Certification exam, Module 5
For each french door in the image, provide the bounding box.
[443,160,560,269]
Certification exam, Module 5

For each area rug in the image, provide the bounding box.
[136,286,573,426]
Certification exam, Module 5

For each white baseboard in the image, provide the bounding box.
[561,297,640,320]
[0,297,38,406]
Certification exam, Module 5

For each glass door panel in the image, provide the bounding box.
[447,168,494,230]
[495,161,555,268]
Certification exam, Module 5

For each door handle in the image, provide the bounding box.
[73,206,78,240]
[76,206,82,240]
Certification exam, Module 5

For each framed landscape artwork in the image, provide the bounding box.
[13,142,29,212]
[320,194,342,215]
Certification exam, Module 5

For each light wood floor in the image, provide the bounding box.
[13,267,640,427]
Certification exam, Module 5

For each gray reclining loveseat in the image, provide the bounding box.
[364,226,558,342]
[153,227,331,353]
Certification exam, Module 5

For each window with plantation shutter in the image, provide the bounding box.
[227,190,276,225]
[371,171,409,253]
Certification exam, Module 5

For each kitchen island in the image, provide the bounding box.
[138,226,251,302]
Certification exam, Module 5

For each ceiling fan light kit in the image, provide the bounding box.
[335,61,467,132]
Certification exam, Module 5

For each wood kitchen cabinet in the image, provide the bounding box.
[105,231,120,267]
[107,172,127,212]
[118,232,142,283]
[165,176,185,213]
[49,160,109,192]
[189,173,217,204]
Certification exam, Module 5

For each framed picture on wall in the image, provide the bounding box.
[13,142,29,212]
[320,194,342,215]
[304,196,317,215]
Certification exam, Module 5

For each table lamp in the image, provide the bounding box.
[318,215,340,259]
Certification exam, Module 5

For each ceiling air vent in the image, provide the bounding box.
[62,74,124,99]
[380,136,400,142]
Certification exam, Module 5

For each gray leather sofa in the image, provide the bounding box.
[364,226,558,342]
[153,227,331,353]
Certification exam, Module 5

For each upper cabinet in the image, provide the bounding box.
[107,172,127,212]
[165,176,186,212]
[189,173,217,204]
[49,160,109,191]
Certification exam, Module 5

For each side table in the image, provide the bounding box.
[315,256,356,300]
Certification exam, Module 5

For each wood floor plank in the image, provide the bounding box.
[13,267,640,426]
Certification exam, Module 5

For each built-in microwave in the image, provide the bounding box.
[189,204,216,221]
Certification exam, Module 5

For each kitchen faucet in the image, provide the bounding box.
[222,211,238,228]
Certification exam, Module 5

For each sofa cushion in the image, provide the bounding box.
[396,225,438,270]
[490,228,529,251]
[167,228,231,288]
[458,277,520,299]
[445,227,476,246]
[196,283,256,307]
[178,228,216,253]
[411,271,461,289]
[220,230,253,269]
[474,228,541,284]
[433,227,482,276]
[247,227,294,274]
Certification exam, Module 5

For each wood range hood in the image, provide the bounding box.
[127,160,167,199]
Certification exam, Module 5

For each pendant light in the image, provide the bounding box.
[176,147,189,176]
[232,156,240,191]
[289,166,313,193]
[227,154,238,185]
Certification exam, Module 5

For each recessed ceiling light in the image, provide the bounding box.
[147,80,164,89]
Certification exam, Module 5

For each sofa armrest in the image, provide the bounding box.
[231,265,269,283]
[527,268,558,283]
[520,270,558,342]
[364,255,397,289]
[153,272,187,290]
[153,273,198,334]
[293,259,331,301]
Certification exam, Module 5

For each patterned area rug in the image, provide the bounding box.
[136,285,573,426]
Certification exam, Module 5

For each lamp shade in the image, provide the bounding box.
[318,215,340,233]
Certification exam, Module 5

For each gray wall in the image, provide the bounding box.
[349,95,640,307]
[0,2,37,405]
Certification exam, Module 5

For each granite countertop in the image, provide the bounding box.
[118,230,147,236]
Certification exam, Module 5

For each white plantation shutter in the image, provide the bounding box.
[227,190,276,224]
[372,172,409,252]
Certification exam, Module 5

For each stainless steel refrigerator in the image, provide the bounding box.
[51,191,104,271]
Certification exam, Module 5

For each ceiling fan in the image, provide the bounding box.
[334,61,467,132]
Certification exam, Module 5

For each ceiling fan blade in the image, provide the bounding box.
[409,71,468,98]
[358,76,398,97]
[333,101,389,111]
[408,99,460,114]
═══
Extract every entry above as it appears.

§ **EXERCISE ANSWER**
Certification exam, Module 5
For each french door in the image, provide the bounding box.
[443,160,560,269]
Certification exam, Module 5

For each area rug in the image, provide the bounding box.
[136,286,573,426]
Certification exam, Module 5

For each white baseboard in the image, provide the bounding box.
[561,297,640,320]
[0,297,38,406]
Certification exam, Module 5

For each glass door panel in the image, provide the bounding box.
[447,168,494,230]
[495,161,555,268]
Certification exam, Module 5

For each door handle in the image, provide the bounding box.
[73,206,78,240]
[76,206,82,240]
Certification exam, Module 5

For each framed landscape artwork in the image, provide the bounding box.
[13,142,29,212]
[320,194,342,215]
Certification exam, Module 5

For each light wood floor in the image, provide the bounding box.
[13,267,640,427]
Certification exam, Module 5

For each gray reclining loveseat in the image, provide the bounding box.
[364,226,558,342]
[153,227,331,353]
Certification exam, Module 5

For each window with plantation shutter in the image, provide the bounding box.
[227,190,276,225]
[371,171,409,253]
Certification exam, Module 5

For each kitchen island in the image, provide the bounding box.
[138,226,251,302]
Certification exam, Module 5

For each ceiling fan light kit in the image, provide the bounding box.
[335,61,467,132]
Certification exam, Module 5

For each wood kitchen cabinet in the image, provide the bounding box.
[105,231,120,267]
[107,172,127,212]
[118,232,142,283]
[165,176,185,213]
[49,160,109,192]
[189,173,217,204]
Certification exam, Module 5

For each framed picture on wall in the image, provide the bounding box.
[13,142,29,212]
[320,194,342,215]
[304,196,317,215]
Certification exam, Module 5

For each table lamp in the image, provide the bounding box.
[318,215,340,259]
Certification exam, Module 5

For each ceiling air vent in the image, provide the bounding box.
[62,74,124,99]
[380,136,400,142]
Certification exam, Module 5

For each gray leather sofa in the image, provide the bounding box.
[364,226,558,342]
[153,227,331,353]
Certification exam, Module 5

For each upper cabinet in the image, provide the bounding box.
[107,172,127,212]
[165,176,186,212]
[189,173,217,204]
[49,160,109,191]
Certification exam, Module 5

For each side table in the image, provide the bounding box.
[315,256,356,300]
Certification exam, Module 5

For each wood floor plank in the image, provide the bounding box.
[13,267,640,426]
Certification exam, Module 5

For each built-in microwave in the image, provide the bounding box.
[189,204,216,221]
Certification exam, Module 5

For each kitchen faucet in the image, provide the bounding box.
[222,211,238,228]
Certification exam, Module 5

For each sofa cushion in the image, provide the bounding box.
[396,225,438,270]
[490,228,529,251]
[167,228,231,288]
[458,277,520,299]
[445,227,476,246]
[196,283,256,307]
[178,228,216,253]
[411,271,461,289]
[220,230,253,269]
[474,228,541,284]
[433,227,482,276]
[247,227,294,274]
Certification exam, Module 5

For each wood range hood in the image, provide the bounding box.
[127,160,167,199]
Certification exam, Module 5

For each pendant light in the image, provide the bounding box.
[176,147,189,176]
[232,156,240,191]
[289,166,313,193]
[227,154,238,185]
Certification exam, Module 5

For each recessed ceiling light in the image, provide the bounding box.
[147,80,164,89]
Certification exam, Module 5

For each sofa armrest in the image, provide the bounding box.
[231,265,269,283]
[527,268,558,283]
[520,270,558,342]
[364,255,397,289]
[153,272,187,290]
[153,273,198,334]
[293,259,331,301]
Certification exam, Module 5

For each patterned area rug in the image, provide the bounding box.
[136,285,573,426]
Certification exam, Module 5

For each lamp shade in the image, provide the bounding box.
[318,215,340,233]
Certification exam, Module 5

For each gray wall in the image, provide the bounding box.
[349,95,640,307]
[0,2,37,405]
Certification exam, Module 5

For each granite countertop in the image, provide the bounding box.
[118,230,147,236]
Certification exam, Module 5

For each white plantation shutter in the image, provide the bounding box.
[227,190,276,224]
[372,172,409,252]
Certification exam, Module 5

For each stainless steel refrigerator in the image, provide the bounding box.
[51,191,104,271]
Certification exam, Module 5

For each ceiling fan in the image, provide the bounding box.
[334,61,467,132]
Certification exam, Module 5

For each ceiling fan blade in the image, provide the bounding box.
[409,71,468,98]
[358,76,398,97]
[333,101,389,111]
[408,99,460,114]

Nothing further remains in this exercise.